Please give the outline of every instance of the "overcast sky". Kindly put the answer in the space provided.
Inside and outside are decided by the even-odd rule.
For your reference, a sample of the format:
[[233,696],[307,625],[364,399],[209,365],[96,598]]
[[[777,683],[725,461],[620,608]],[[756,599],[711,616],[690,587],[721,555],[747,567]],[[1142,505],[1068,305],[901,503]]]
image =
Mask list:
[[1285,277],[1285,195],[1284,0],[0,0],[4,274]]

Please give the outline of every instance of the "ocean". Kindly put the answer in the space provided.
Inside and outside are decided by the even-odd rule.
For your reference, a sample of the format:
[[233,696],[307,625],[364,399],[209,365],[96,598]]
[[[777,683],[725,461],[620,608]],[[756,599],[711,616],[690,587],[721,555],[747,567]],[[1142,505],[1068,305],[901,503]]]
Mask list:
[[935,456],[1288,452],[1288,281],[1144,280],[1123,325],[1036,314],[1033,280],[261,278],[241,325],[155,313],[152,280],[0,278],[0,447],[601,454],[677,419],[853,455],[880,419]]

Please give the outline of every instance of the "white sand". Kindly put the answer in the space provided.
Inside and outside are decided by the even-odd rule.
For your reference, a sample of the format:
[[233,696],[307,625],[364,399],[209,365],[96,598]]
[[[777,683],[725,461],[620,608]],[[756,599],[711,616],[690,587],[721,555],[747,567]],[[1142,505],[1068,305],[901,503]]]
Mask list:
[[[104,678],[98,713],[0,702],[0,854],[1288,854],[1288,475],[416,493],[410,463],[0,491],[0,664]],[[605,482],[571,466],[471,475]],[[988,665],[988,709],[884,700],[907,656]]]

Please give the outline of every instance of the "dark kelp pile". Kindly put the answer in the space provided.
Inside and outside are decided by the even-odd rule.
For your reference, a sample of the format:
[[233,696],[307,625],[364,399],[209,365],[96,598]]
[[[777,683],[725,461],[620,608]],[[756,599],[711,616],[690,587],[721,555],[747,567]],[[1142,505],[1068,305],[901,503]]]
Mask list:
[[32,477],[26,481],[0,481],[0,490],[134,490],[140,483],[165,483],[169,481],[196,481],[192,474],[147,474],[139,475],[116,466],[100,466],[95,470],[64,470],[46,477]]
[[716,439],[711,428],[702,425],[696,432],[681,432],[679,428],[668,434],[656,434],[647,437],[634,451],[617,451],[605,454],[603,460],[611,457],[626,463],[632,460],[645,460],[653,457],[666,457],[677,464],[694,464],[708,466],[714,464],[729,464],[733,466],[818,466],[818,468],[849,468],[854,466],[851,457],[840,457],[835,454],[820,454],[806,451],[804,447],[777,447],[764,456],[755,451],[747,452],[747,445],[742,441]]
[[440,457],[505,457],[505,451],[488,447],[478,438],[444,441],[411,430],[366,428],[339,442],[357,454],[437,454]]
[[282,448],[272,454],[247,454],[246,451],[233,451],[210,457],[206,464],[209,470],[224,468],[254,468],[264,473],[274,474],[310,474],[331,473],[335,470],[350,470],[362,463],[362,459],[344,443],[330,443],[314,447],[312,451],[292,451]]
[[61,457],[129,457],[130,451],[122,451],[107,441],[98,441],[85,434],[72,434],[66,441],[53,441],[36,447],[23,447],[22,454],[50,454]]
*-*-*
# [WHAT THE TASK ASKS]
Extract every line of the records that contains the string "Kindly", treating uppercase and lowercase letters as distinct.

# [TASK ANSWER]
Please give the outline of every instance of the "overcast sky". Kindly put the answer in the space provided.
Please give the outline of every instance of the "ocean". Kindly put the answer in the space provided.
Please give the outline of every instance of the "white sand". Kindly put the answer in the space provided.
Please give the outline of every instance of the "dark kelp pile". Kindly put the answer in the space provided.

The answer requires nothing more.